Reproduce the data in its entirety, exactly as supplied.

* _Raw data_:
◆ ◆ ◆
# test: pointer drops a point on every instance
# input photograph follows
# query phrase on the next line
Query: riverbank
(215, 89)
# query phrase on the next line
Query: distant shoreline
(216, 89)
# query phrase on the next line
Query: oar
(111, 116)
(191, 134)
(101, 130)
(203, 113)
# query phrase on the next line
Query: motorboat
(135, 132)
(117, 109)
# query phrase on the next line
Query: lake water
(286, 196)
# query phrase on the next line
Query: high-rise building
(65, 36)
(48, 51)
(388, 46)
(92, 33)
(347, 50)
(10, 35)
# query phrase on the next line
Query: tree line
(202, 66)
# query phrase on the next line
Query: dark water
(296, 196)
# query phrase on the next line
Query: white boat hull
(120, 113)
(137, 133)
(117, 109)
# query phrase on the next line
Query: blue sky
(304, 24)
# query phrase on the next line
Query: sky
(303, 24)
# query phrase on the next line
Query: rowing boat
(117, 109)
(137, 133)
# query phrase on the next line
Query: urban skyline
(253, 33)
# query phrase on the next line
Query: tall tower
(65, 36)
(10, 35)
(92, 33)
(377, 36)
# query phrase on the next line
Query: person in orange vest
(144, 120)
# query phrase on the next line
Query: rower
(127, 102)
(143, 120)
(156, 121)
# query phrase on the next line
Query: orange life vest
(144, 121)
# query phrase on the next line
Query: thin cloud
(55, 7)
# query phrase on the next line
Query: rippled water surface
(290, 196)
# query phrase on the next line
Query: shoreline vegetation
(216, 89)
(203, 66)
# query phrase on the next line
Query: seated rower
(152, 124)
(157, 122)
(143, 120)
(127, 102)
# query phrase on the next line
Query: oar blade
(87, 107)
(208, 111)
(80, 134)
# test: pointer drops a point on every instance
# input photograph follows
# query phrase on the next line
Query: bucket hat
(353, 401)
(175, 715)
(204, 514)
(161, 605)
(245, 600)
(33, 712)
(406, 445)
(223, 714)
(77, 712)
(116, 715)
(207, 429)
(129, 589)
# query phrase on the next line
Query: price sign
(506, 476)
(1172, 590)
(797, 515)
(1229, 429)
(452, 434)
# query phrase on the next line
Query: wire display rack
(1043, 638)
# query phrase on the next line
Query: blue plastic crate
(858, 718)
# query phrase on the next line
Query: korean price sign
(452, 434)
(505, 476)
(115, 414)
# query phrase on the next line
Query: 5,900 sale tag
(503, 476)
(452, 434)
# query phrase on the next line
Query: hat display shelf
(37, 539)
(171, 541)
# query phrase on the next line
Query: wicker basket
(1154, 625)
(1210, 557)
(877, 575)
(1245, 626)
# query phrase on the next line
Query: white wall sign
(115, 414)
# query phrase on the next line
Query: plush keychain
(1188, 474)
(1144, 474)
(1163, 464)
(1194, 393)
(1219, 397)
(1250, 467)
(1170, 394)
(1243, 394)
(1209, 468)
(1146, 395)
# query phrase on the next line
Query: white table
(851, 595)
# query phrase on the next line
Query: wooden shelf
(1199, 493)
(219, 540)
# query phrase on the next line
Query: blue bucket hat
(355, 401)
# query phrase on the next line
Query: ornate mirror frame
◆ ◆ ◆
* _Solved exercise_:
# test: pointer drops a point on every instance
# input photograph follows
# query phrase on the next line
Query: riverbank
(215, 89)
# query phrase on the next line
Query: distant shoreline
(216, 89)
# query phrase on the next line
Query: oar
(111, 116)
(191, 134)
(101, 130)
(203, 113)
# query phrase on the next line
Query: motorboat
(135, 132)
(117, 109)
# query phrase on the next line
Query: lake water
(286, 196)
# query phrase on the next line
Query: high-rise building
(65, 36)
(48, 51)
(388, 46)
(92, 33)
(347, 50)
(10, 35)
# query phrase on the next line
Query: tree line
(202, 66)
# query phrase on the next line
Query: dark water
(296, 196)
# query phrase on the next line
Query: white boat hull
(120, 113)
(137, 133)
(117, 109)
# query phrase on the next line
Query: blue sky
(304, 24)
# query phrase on the next line
Query: sky
(303, 24)
# query phrase on the next line
Query: rowing boat
(117, 109)
(137, 133)
# query phrase on the next line
Query: urban skyline
(253, 33)
# query phrase on the next line
Query: tall tower
(65, 36)
(10, 35)
(92, 33)
(377, 36)
# query phrase on the next line
Query: person in orange vest
(144, 120)
# query phrase on the next line
Query: rower
(127, 102)
(143, 120)
(156, 121)
# query phrase on the next line
Query: orange life vest
(144, 121)
# query phrase on the next line
Query: thin cloud
(55, 7)
# query phrase on the next line
Query: rippled water surface
(290, 196)
# query phrase on the next line
Query: shoreline vegetation
(216, 89)
(203, 66)
# query phrase on the next line
Query: seated rower
(152, 124)
(157, 122)
(143, 120)
(127, 102)
# query phrase on the next line
Query: oar blade
(87, 107)
(208, 111)
(80, 134)
# test: pointer drops a point on every instance
# input photograph follows
# query phrase on the next line
Query: bucket hat
(353, 401)
(175, 715)
(204, 514)
(161, 605)
(245, 600)
(33, 712)
(406, 445)
(223, 714)
(77, 712)
(116, 715)
(207, 429)
(129, 589)
# query phrase on the next line
Query: price sign
(506, 476)
(1172, 590)
(797, 515)
(1229, 429)
(452, 434)
# query phrase on the next line
Query: wire display rack
(1043, 638)
# query phrase on the next line
Query: blue plastic crate
(858, 718)
# query phrase on the next line
Query: korean price sign
(452, 434)
(505, 476)
(115, 414)
# query phrase on the next line
Query: 5,900 sale tag
(503, 476)
(452, 434)
# query phrase on the next line
Query: hat display shelf
(37, 539)
(171, 541)
# query phrase on the next line
Query: wicker basket
(1154, 625)
(1210, 557)
(877, 575)
(1245, 626)
# query phrase on the next line
Query: white wall sign
(115, 414)
# query phrase on the next line
Query: plush keychain
(1188, 474)
(1144, 474)
(1163, 464)
(1194, 393)
(1219, 397)
(1250, 467)
(1170, 394)
(1243, 394)
(1209, 468)
(1146, 395)
# query phrase on the next line
Query: white table
(851, 595)
# query phrase on the next line
Query: wooden shelf
(1199, 493)
(219, 540)
# query phrase on the next line
Query: blue bucket hat
(355, 401)
# query phrase on the next line
Query: ornate mirror frame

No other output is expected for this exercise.